__Set exercise__
Give the data from its first line through the line containing "[[[177,7],[155,7],[155,14],[160,23],[173,25],[178,18],[179,8]]]", inclusive, as a JSON list of strings with one string per line and no blank lines. Leave the pictures out.

__Dataset rows__
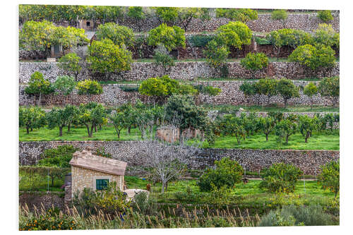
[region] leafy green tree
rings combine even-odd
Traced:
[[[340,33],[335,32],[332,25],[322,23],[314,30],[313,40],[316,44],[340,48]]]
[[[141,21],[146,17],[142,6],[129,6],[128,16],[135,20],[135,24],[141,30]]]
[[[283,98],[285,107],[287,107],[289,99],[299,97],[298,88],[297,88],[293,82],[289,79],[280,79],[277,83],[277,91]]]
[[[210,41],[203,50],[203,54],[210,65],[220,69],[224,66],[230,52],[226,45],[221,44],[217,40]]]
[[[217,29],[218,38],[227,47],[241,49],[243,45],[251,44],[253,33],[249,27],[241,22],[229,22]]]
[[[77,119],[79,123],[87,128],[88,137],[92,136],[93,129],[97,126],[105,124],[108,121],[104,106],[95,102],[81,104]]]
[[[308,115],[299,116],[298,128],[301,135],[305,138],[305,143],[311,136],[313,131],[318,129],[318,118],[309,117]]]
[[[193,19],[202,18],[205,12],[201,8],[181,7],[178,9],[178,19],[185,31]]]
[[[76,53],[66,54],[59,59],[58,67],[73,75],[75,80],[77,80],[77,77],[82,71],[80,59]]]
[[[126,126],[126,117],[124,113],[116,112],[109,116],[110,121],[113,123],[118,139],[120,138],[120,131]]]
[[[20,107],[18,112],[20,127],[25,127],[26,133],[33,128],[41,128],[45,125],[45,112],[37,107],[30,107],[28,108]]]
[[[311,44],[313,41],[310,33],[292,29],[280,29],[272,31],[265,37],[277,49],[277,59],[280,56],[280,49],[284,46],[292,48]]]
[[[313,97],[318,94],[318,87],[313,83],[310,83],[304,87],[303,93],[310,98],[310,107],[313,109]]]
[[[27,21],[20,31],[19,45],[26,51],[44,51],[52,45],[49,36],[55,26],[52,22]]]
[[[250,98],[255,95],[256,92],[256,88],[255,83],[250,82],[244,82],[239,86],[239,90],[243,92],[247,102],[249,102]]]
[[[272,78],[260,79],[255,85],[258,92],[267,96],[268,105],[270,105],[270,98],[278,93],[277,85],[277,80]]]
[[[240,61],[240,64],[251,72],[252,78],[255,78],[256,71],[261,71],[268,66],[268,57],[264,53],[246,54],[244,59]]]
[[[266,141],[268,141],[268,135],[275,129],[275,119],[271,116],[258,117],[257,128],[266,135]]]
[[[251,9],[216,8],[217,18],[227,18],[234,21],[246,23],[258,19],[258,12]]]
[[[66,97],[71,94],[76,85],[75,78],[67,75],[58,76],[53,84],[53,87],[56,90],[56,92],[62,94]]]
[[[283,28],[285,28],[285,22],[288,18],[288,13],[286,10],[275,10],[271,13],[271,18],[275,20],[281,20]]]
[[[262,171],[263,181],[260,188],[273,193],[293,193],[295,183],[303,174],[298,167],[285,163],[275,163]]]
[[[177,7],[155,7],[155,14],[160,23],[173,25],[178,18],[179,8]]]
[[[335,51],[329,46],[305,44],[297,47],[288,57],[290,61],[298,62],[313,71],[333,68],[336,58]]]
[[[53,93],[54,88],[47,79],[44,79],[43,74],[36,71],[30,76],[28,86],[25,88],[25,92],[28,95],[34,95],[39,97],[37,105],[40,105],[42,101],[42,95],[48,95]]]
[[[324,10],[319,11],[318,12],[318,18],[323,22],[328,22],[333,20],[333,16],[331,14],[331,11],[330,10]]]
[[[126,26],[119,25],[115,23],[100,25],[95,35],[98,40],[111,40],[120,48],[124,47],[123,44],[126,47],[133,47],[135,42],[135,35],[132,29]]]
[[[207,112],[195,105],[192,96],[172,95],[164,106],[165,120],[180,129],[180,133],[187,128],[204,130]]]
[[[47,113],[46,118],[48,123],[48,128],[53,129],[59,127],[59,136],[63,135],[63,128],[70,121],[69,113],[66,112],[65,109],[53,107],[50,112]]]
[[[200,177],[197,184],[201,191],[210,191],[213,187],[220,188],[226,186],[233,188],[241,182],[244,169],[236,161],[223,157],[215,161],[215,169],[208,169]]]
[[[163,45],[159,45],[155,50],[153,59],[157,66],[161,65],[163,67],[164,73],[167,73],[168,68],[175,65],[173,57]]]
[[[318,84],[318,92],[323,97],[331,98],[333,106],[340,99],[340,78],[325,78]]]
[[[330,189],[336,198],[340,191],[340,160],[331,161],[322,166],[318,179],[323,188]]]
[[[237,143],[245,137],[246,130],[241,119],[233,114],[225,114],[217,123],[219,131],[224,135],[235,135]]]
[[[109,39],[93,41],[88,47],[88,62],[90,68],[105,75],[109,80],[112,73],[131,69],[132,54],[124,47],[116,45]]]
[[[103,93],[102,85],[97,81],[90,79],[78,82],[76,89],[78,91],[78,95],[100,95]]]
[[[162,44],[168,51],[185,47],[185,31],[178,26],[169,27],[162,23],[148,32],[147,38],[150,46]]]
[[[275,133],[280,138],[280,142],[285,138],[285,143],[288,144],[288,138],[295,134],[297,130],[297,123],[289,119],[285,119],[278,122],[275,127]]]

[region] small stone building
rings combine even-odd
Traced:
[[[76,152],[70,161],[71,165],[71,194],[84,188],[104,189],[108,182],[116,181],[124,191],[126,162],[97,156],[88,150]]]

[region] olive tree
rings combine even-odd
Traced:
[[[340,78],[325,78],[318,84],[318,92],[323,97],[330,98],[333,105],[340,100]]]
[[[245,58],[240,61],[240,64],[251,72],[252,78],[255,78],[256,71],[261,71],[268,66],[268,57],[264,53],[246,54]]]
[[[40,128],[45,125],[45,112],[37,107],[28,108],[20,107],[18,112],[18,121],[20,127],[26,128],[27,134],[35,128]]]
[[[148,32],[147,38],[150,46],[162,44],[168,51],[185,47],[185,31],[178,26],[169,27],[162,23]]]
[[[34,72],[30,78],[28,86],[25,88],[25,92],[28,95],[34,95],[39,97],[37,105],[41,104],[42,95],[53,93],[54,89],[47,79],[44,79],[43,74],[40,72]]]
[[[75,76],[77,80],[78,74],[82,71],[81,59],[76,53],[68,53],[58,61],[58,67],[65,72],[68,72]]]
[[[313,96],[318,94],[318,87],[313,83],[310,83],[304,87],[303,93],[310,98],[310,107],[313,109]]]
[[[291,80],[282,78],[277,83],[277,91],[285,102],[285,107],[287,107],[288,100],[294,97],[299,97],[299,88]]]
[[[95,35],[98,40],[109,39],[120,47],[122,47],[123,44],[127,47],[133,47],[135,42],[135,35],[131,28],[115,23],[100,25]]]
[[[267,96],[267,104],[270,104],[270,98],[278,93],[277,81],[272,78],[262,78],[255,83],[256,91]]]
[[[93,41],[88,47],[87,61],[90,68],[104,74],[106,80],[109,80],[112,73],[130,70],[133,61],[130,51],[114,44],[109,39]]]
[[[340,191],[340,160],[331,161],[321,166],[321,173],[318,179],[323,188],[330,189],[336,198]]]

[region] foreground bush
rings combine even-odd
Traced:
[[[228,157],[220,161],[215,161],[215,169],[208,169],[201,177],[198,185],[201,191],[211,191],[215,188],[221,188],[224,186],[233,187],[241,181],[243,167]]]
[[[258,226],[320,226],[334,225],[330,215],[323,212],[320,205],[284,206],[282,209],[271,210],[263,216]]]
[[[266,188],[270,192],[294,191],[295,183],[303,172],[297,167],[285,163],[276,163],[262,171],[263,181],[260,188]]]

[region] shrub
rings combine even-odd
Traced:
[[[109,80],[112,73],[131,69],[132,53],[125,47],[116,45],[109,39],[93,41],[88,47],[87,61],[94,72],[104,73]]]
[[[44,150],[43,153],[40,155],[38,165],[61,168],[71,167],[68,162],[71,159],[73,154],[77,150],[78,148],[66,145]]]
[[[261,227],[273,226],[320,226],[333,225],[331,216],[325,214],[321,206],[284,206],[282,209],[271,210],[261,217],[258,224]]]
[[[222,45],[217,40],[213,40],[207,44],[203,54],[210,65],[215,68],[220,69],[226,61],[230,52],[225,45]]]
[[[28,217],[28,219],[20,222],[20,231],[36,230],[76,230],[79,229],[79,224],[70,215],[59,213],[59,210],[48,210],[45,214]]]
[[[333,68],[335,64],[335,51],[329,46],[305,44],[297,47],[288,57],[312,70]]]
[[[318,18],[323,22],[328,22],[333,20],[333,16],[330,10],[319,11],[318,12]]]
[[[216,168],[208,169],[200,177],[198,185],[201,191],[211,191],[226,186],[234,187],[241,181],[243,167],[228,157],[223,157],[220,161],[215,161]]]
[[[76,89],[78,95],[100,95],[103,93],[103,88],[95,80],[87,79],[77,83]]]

__Written reply__
[
  "[region] leafy green tree",
  "rings combine even-odd",
  "Traced:",
  "[[[340,33],[335,32],[332,25],[322,23],[314,30],[313,40],[316,44],[340,48]]]",
  "[[[141,21],[146,17],[142,6],[129,6],[128,16],[135,20],[135,24],[141,30]]]",
  "[[[283,98],[285,107],[287,107],[289,99],[299,97],[298,88],[297,88],[293,82],[289,79],[280,79],[277,83],[277,91]]]",
  "[[[210,41],[203,50],[203,54],[210,65],[220,69],[224,66],[230,52],[226,45],[221,44],[217,40]]]",
  "[[[217,29],[218,38],[227,47],[241,49],[243,45],[251,44],[253,33],[249,27],[241,22],[229,22]]]",
  "[[[77,119],[79,123],[87,128],[88,137],[92,136],[93,129],[97,126],[105,124],[108,121],[104,106],[95,102],[81,104]]]",
  "[[[308,115],[299,116],[298,128],[301,135],[305,138],[305,143],[311,136],[313,131],[318,129],[318,118],[309,117]]]",
  "[[[193,19],[202,18],[205,12],[201,8],[181,7],[178,9],[178,19],[185,31]]]",
  "[[[76,53],[66,54],[59,59],[58,67],[73,75],[75,80],[77,80],[77,77],[82,71],[80,59]]]",
  "[[[126,126],[126,117],[124,113],[116,112],[109,116],[110,121],[113,123],[118,139],[120,138],[120,131]]]",
  "[[[20,107],[18,112],[20,127],[25,127],[26,133],[33,128],[41,128],[45,125],[45,112],[37,107],[30,107],[28,108]]]",
  "[[[311,44],[313,41],[310,33],[292,29],[280,29],[272,31],[265,37],[277,49],[277,59],[280,56],[280,49],[284,46],[292,48]]]",
  "[[[313,97],[318,94],[318,87],[313,83],[310,83],[304,87],[303,93],[310,98],[310,107],[313,109]]]",
  "[[[27,21],[20,31],[19,45],[26,51],[44,51],[52,45],[49,36],[55,26],[52,22]]]",
  "[[[250,98],[255,95],[256,92],[256,88],[255,83],[250,82],[244,82],[239,86],[239,90],[243,92],[247,102],[249,102]]]",
  "[[[272,78],[260,79],[255,85],[258,92],[267,96],[268,105],[270,105],[270,98],[278,93],[277,85],[277,80]]]",
  "[[[240,61],[240,64],[251,72],[252,78],[255,78],[256,71],[261,71],[268,66],[268,57],[264,53],[246,54],[244,59]]]",
  "[[[266,141],[268,141],[268,135],[275,129],[275,119],[271,116],[258,117],[257,128],[266,135]]]",
  "[[[251,9],[216,8],[217,18],[227,18],[234,21],[246,23],[258,19],[258,12]]]",
  "[[[66,97],[71,94],[76,85],[75,78],[67,75],[58,76],[53,84],[53,87],[56,90],[56,92],[62,94]]]",
  "[[[283,28],[285,28],[285,22],[288,18],[288,13],[286,10],[275,10],[271,13],[271,18],[275,20],[281,20]]]",
  "[[[262,171],[263,181],[260,188],[273,193],[293,193],[295,183],[303,174],[298,167],[285,163],[275,163]]]",
  "[[[177,7],[155,7],[155,14],[160,23],[173,25],[178,18],[179,8]]]"
]